**** RECORDED DATA

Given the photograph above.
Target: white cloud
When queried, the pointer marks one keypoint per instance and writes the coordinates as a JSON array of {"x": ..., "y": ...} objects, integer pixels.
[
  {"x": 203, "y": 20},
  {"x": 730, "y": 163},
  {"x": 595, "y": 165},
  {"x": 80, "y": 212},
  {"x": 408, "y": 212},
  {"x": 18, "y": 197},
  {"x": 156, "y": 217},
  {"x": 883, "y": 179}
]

********

Repeat every line of the records above word for word.

* FINISHED TASK
Given the photograph above.
Target: white cloud
When queried, the pointer marks one keypoint per instance and writes the coordinates as a JSON array of {"x": ..., "y": ...} objects, integer pixels.
[
  {"x": 203, "y": 20},
  {"x": 730, "y": 163},
  {"x": 595, "y": 165},
  {"x": 80, "y": 212},
  {"x": 408, "y": 212},
  {"x": 18, "y": 197},
  {"x": 156, "y": 217},
  {"x": 883, "y": 179}
]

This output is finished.